## BEGIN

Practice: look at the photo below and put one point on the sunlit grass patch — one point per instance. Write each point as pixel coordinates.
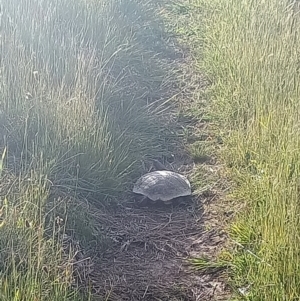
(83, 99)
(250, 53)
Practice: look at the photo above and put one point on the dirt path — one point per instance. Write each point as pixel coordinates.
(147, 258)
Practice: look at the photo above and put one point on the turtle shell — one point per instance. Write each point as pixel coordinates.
(163, 185)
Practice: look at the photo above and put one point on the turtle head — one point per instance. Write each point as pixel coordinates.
(155, 164)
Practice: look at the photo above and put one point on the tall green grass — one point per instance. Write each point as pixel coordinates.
(251, 55)
(82, 92)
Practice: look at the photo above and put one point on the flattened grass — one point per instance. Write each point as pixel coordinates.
(81, 85)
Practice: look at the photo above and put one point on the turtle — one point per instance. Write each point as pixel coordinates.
(162, 185)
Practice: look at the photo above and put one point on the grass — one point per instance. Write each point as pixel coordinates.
(249, 50)
(82, 100)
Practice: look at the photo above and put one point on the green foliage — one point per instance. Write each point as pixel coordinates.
(82, 98)
(251, 51)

## END

Omit the pictures and output all of the other material exactly.

Practice: look at the photo below and put one point on the sunlit grass patch — one point per instance. Write each point as pixel coordinates.
(83, 99)
(250, 53)
Practice: look at the photo above and put one point on the dirt path — one point per instance. Write each point as pixel coordinates.
(147, 258)
Practice: look at the photo above and put one point on the turtle shell — one point per instance. Write each point as pixel coordinates.
(163, 185)
Practice: look at the photo above and put one point on the turtle head — one point per instance. Write each point as pixel coordinates.
(155, 164)
Practice: look at the photo above and put one point on the tall green grass — one point per instance. Write each point as pixel coordinates.
(251, 55)
(82, 92)
Practice: look at the photo above and put one point on the flattened grass — one point per instance. Write each point as pixel coordinates.
(81, 85)
Practice: look at the photo above and put one point on the turtle — one point per instance. Write each point as pixel coordinates.
(162, 185)
Practice: look at the photo above and put one point on the grass — one point per instance. Write each point as pixel coordinates.
(249, 50)
(82, 100)
Practice: look at the photo above and put one point on the green foliage — one point per instance. Write each point as pixel coordinates.
(82, 98)
(251, 51)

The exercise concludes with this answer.